Source document:
------------------------------

Charlie Hebdo marks year since attack with provocative cover

French satirical weekly Charlie Hebdo will mark a year since the jihadist attack on its offices with a cover featuring a bloodied, gun-toting, bearded God figure, under the headline: “One year on: The assassin still at large”.

One million copies of the special edition will go on sale in France Wednesday, on the eve of the first anniversary of the killing of 12 people at the magazine’s Paris offices by brothers Cherif and Said Kouachi.

Eight Charlie Hebdo staff were among the victims of the January 7, 2015 assault which brought millions of people onto France’s streets in protest and transformed a fading publication into a global symbol of freedom of expression.

A total of 17 people were killed in three days of attacks that also targeted a Jewish supermarket and police, marking the start of a string of jihadist strikes in France that culminated in November’s massacre in Paris.

- ‘France’s 9/11' -

Charlie Hebdo’s offices had been firebombed in 2011 and other magazines in Europe which published Mohammed cartoons had also been threatened, but the brazen attack in Paris shocked the world.

Le Monde described the attack, which was claimed by Al-Qaeda’s branch in the Arabian Peninsula as revenge for Charlie’s cartoons of the Prophet Mohammed, as “France’s 9/11".

Within hours of the shootings, the hashtag #JeSuisCharlie went viral, rallying millions behind the plight of a publication that had nearly shut down a month earlier because of a lack of readers.

As police scoured the capital for the killers, Amedy Coulibaly, a radicalised Frenchman claiming to be working with the Kouachis, killed a policewoman.

The next day, he took shoppers hostage at a Jewish supermarket, killing four people before police stormed the building and shot him dead.

The Kouachi brothers were killed in a simultaneous shootout with police, north of Paris.

On Sunday, January 11, in a grieving Paris, President Francois Hollande led an anti-terror march that drew dozens of world leaders, from German Chancellor Angela Merkel to Israeli Prime Minister Benjamin Netanyahu and Palestinian president Mahmud Abbas.

- Discord and unity -

A further four million people rallied across France in a display of unity not seen since the liberation from Nazi tyranny in 1944.

But behind the apparently unified facade, a difficult debate unfolded over freedom of speech.

Many Muslims soon made it clear that while they condemned the violence, they were offended by what they saw as Charlie’s racist portrayal of their faith and its followers.

In Charlie’s defence, its supporters said the magazine was part of a time-honoured French satirical tradition in which no-one -- from popes and business tycoons to celebrities and sports stars -- is spared barbs.

------------------------------

Set of tasks:
**a)** Retype the passage of the Charlie Hebdo article from "One million copies" to "freedom of expression.", word for word.
**b)** Extend the article on the Charlie Hebdo anniversary past its final sentence.

[Recorded data]

------------------------------

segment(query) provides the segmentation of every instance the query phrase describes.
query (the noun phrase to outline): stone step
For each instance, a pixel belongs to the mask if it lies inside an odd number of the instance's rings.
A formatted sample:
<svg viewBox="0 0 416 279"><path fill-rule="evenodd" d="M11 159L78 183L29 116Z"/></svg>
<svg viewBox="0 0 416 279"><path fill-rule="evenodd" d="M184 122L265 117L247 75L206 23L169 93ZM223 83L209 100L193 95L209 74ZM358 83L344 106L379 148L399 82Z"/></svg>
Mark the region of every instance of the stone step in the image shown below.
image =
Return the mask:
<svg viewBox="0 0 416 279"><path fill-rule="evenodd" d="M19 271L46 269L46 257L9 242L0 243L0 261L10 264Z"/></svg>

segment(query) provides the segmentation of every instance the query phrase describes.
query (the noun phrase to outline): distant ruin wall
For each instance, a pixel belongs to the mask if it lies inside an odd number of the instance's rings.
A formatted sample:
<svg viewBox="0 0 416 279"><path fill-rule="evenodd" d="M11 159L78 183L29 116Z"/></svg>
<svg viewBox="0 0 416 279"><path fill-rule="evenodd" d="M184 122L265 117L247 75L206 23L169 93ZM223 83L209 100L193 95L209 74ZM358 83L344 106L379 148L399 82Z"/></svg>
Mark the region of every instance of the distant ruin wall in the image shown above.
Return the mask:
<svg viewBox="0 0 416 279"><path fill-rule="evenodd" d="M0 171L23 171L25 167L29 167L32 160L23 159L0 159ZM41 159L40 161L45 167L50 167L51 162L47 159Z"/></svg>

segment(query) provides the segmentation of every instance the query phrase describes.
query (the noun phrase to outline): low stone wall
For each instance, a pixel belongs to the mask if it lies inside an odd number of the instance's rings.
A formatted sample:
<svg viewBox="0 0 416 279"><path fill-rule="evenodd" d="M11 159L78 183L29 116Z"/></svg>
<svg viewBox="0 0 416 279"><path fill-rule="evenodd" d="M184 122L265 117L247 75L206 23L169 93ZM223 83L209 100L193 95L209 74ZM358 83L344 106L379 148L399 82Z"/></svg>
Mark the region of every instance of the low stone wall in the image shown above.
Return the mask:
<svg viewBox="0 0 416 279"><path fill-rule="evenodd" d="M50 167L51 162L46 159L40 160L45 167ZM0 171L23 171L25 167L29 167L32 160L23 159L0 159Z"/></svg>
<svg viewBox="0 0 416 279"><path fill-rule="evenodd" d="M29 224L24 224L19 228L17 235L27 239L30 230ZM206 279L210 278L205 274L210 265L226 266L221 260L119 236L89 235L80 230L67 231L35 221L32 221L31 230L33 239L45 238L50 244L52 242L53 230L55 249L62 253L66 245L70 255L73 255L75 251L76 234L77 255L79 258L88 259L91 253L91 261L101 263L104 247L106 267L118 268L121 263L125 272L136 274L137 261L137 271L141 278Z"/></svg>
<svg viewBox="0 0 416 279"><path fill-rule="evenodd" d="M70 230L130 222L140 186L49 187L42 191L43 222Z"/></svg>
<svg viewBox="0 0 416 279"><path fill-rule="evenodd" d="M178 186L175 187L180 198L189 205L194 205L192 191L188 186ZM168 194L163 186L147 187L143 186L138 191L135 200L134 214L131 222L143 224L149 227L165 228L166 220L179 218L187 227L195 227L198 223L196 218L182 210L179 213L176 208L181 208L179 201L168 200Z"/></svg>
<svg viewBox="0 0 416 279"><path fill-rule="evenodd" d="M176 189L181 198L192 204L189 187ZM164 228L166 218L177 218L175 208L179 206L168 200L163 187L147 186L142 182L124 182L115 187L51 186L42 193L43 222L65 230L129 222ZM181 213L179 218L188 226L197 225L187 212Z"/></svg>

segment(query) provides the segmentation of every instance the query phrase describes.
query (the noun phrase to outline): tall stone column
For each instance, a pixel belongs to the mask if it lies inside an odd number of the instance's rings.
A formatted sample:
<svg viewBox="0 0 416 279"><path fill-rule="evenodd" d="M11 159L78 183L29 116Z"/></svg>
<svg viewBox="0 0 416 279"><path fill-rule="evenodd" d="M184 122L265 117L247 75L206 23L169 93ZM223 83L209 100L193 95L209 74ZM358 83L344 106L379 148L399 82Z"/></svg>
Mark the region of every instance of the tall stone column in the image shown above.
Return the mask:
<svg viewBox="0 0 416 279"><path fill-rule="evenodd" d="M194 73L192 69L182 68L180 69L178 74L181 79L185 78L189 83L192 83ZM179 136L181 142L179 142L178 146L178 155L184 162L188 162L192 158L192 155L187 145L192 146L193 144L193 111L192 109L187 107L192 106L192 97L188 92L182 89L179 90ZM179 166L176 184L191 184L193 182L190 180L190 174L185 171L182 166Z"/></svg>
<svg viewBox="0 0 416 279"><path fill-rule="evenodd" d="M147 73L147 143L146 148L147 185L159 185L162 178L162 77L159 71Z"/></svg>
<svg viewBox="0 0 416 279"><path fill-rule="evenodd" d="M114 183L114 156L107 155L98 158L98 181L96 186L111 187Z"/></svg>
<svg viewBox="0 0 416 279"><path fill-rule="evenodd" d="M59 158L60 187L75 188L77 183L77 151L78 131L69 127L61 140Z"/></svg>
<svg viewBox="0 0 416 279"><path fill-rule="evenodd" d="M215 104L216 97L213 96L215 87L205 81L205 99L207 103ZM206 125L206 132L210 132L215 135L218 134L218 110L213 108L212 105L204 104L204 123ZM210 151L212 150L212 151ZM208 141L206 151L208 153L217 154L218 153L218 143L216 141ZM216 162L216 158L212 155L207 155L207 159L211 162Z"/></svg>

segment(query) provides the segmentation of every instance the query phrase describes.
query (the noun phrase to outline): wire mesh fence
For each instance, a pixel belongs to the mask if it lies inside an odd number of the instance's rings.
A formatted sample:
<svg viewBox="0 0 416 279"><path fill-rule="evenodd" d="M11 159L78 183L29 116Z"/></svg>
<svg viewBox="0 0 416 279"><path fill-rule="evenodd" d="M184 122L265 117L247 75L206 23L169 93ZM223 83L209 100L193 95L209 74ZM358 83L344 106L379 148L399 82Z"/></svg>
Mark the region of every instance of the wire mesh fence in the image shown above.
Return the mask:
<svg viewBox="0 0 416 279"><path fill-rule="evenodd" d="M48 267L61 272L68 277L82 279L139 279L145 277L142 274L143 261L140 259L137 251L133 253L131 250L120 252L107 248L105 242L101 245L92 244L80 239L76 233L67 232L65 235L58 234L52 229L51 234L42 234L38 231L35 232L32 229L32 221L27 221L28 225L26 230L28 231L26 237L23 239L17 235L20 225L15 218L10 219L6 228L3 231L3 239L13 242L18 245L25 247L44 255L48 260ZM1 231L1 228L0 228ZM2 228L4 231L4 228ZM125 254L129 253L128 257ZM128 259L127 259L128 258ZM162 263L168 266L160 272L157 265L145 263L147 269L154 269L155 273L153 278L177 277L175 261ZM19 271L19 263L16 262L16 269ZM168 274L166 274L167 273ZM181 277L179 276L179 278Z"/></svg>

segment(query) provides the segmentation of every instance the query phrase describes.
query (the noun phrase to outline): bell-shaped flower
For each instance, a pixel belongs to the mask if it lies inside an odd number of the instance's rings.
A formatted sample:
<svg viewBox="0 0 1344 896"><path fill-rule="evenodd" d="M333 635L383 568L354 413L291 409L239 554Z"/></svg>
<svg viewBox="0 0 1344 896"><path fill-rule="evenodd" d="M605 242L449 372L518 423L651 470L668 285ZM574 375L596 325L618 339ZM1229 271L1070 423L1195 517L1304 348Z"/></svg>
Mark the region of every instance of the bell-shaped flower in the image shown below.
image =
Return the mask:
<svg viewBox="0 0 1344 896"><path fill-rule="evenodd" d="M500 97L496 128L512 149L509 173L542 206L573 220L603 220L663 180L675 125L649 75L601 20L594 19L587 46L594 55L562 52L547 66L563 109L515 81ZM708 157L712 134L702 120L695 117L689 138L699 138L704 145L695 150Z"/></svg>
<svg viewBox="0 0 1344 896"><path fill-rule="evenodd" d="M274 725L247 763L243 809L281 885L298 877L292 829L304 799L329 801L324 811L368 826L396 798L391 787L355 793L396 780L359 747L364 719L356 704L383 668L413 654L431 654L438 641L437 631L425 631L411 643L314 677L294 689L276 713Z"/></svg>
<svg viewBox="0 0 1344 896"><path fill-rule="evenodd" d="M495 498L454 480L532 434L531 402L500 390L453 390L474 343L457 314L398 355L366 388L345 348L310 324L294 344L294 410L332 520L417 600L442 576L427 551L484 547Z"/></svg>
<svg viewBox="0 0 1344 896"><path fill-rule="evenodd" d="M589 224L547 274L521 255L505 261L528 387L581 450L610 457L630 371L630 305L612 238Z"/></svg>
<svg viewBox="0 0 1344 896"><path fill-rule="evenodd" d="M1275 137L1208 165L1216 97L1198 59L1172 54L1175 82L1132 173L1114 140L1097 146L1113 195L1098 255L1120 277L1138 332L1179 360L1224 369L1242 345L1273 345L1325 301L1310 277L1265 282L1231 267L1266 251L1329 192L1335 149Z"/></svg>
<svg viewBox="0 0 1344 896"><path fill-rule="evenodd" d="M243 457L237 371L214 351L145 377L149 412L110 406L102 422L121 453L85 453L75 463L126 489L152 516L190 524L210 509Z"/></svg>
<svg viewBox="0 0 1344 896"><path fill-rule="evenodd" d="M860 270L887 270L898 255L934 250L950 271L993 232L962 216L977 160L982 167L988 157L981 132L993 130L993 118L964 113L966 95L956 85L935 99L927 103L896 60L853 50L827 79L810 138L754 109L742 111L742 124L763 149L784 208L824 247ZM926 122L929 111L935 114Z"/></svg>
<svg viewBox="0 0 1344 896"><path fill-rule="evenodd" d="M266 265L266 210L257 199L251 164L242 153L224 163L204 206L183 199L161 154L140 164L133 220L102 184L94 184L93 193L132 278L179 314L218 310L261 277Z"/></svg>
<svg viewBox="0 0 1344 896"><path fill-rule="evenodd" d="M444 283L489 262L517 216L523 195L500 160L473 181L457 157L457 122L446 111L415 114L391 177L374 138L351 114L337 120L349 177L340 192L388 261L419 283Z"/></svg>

------------------------------

Task-by-task results:
**a)**
One million copies of the special edition will go on sale in France Wednesday, on the eve of the first anniversary of the killing of 12 people at the magazine’s Paris offices by brothers Cherif and Said Kouachi.

Eight Charlie Hebdo staff were among the victims of the January 7, 2015 assault which brought millions of people onto France’s streets in protest and transformed a fading publication into a global symbol of freedom of expression.

**b)**
When Charlie Hebdo defiantly re-appeared on newsstands a week after the attack with a front cover featuring the Prophet Mohammed with a tear in his eye under the headline “All is forgiven”, 7.5 million copies were sold, but angry protests were held across the Muslim world from Chechnya to Chad.

French society meanwhile was left to ask how the killers, brought up and educated in France, became so radicalised. Prime Minister Manuel Valls spoke of a “social and ethnic apartheid” in which the children of immigrants from the poorest parts of French cities had lost out.

- ‘Army of fanatics’ -

A series of other assaults followed.

In August, a bloodbath on a high-speed train was narrowly averted when passengers led by holidaying US soldiers overpowered a heavily-armed gunman.

Then, on Friday, November 13, nine men -- most of whom had fought alongside Islamic State (IS) extremists in Syria -- unleashed explosives near the Stade de France stadium and opened fire on people enjoying a night out at bars and restaurants in Paris, and at the Bataclan concert hall that lies just a short walk from where the Charlie Hebdo cartoonists were killed.

In all, 130 people lost their lives and 350 were wounded.

This time, the positive energy that seemed to flow from the terrible events of January seemed largely absent.

Fear and anger gripped the country, helping the far-right National Front to pick up an unprecedented 28 percent of the vote in regional elections in December.

Hollande, donning the cloak of war leader, increased air strikes on IS in Syria and Iraq as he promised to crush the group.

But he also seemed to strike a chord with many as he warned again and again of the perils of intolerance and sectarianism.

“We will not give in either to fear or to hate,” Hollande vowed. “To all of you, I solemnly promise that France will do everything to destroy the army of fanatics that committed these crimes.”